EXERCISE OBJECTIVE:
Answer these about the thread on the C++ template trick below:
(a) What does the sizeof() force?
(b) What does the compiler complain about if the template is instantiated two different ways?
(c) About how long had the commenter who couldn't follow the trick been away from C++?

EXCERPT:
★ ★ ★ ★
For those who are confused: this allows you to associate a type with a number. You can always retrieve the type you previously stored via decltype(loophole(tag<N>{}))
I was aware that the C++ type checker had memory and even that it was Turing complete. This is still non-intuitive to me. Only an Uber C++ expert who knows exactly what constructs cause the type checker to retain memory would be able to design this.
Maybe I've just been away from C++ for too long (~2 years) but I wasn't able to follow what was going on there. What does `sizeof` have to do with anything (doesn't work without it, though)? I would have enjoyed an article that talked me through this in a bit more detail.
The sizeof() forces instantiation of the template.
The trick is that the template declares a friend function with a body. Being a "friend" declaration, it is not scoped within the template. However, the body is defined within the template and is allowed to use the template's parameters.
The result is that the friend function's definition depends on how the template was instantiated, even though the friend function is not scoped within the template. If you instantiate the template two different ways, the compiler actually complains that the friend function has two different definitions.
What this all means is that you can write some code that instantiates a template, and then later on, you can observe how the template was instantiated. Instantiating a template has a programmatically-observable side effect.
And you can use that to trick the compiler into giving you more information about other declarations. SFINAE on steroids basically.
★ ★ ★ ★
SUPPLIED ENTRIES:

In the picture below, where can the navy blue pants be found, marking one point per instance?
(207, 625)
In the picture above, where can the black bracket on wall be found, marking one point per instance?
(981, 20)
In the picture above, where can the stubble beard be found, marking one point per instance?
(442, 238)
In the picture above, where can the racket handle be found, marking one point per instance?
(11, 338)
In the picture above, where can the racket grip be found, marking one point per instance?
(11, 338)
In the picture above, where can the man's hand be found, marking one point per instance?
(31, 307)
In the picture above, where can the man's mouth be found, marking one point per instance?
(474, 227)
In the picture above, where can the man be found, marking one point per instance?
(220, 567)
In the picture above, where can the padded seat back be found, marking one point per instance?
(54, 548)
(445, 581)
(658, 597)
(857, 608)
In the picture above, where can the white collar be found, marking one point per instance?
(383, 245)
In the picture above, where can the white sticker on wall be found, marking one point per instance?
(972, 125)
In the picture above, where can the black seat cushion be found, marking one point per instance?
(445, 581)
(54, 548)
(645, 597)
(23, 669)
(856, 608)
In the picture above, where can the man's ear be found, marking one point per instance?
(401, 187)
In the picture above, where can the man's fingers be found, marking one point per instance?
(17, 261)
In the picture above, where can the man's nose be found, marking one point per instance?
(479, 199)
★ ★ ★ ★
RESULT BELOW:
(a) It forces instantiation of the template.
(b) It complains that the friend function has two different definitions.
(c) About two years.